#### Task instructions
Wherever "landing" appears in a line of the records below, count that line, and report only the number.

-------- Source data

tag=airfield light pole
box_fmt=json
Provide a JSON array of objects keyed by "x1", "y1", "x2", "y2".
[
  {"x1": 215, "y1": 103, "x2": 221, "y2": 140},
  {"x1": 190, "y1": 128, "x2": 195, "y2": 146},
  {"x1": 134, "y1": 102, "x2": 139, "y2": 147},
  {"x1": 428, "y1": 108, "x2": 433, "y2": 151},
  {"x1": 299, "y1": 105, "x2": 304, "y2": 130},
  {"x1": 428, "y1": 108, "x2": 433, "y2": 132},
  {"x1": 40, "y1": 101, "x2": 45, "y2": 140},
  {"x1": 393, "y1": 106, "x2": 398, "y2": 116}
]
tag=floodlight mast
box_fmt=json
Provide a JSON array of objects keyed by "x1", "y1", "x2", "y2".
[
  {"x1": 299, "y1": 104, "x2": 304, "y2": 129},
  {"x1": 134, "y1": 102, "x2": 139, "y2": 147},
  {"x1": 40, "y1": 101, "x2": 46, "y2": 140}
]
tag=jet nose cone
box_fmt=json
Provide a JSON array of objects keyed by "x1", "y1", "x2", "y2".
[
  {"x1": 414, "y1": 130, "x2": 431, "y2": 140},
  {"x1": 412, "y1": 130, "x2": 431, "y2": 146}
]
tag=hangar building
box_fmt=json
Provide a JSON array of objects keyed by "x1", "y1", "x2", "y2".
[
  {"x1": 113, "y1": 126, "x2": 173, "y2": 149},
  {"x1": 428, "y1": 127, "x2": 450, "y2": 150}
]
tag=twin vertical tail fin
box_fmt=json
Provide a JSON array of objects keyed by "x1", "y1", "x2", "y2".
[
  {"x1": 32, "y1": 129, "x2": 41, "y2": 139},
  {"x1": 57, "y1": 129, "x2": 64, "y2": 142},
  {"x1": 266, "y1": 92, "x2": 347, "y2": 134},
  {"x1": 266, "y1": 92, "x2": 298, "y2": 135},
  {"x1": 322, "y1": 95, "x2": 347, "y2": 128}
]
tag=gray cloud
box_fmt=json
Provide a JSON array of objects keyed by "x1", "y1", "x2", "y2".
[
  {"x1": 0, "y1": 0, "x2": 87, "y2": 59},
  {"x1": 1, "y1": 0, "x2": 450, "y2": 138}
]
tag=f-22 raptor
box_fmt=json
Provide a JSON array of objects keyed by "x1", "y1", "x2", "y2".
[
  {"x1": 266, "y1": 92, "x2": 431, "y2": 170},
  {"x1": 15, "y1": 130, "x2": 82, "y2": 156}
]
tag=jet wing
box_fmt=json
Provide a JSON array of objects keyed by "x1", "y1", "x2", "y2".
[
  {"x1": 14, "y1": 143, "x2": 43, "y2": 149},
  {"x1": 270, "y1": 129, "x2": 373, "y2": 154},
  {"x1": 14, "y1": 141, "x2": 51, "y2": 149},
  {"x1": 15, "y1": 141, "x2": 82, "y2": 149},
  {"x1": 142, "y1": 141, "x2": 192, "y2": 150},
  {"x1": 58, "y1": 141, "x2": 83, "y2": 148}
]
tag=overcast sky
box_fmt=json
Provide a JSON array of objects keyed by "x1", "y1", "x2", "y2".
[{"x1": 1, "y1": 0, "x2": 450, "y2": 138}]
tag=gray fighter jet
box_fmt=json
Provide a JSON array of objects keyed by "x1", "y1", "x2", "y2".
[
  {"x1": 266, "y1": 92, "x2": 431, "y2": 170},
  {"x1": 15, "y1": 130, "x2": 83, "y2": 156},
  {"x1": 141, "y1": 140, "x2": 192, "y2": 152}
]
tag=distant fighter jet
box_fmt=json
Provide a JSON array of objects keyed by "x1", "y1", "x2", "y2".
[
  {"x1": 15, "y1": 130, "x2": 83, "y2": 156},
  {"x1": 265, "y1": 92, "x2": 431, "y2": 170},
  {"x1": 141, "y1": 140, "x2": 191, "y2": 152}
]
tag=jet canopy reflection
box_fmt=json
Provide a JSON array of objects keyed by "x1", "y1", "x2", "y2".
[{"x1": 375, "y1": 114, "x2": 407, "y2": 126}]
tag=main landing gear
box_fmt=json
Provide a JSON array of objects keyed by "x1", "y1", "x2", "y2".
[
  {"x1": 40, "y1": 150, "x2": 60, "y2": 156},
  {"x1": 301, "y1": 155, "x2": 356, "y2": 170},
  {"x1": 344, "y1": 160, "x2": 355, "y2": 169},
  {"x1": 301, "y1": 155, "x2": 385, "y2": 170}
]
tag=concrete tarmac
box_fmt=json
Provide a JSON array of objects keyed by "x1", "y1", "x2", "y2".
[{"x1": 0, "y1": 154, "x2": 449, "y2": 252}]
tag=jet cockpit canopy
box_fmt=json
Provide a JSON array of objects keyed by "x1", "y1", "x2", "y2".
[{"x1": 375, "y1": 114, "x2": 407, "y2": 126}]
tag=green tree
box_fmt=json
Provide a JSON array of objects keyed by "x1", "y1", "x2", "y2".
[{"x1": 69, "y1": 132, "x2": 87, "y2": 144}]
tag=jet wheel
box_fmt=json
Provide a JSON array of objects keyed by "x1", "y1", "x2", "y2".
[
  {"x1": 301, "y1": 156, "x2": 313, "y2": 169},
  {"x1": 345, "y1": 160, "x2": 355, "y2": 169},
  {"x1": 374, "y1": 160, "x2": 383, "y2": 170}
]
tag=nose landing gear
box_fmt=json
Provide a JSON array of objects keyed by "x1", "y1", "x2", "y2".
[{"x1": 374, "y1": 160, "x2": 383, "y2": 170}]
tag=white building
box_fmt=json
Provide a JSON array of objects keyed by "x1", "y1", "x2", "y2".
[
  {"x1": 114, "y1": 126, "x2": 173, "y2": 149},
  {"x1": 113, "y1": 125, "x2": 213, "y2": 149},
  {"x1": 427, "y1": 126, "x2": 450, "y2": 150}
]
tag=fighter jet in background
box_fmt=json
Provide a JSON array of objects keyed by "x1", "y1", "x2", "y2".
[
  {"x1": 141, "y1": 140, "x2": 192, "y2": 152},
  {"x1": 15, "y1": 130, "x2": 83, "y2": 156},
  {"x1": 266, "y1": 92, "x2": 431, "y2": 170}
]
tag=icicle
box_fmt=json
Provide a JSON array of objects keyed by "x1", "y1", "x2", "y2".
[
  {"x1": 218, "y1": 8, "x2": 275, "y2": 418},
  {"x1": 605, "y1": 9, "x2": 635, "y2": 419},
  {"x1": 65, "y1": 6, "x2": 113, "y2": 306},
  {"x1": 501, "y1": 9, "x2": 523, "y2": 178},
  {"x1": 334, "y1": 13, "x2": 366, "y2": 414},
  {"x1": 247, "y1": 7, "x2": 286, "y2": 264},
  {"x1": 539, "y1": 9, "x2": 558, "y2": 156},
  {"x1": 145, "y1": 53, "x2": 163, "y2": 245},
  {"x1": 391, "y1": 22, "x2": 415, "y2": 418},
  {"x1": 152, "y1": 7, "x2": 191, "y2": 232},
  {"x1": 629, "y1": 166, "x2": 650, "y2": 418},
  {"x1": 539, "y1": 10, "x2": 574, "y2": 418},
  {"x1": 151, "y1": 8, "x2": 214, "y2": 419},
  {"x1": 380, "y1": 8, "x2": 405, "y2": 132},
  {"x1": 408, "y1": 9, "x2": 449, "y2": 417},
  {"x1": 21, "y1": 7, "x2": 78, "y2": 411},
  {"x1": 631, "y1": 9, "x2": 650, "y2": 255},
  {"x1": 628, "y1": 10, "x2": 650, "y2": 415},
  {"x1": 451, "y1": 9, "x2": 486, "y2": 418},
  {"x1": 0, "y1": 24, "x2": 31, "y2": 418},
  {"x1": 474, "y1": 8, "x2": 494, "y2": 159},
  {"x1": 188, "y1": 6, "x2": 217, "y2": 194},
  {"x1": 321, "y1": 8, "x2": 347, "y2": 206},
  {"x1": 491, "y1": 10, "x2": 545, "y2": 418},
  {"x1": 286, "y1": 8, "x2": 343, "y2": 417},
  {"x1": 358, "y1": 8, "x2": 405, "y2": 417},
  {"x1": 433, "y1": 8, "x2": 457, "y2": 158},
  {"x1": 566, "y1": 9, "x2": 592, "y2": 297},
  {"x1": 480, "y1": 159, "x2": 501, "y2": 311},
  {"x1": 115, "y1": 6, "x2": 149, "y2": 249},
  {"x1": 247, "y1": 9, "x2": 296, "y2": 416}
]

----------------

#### Result for this exercise
2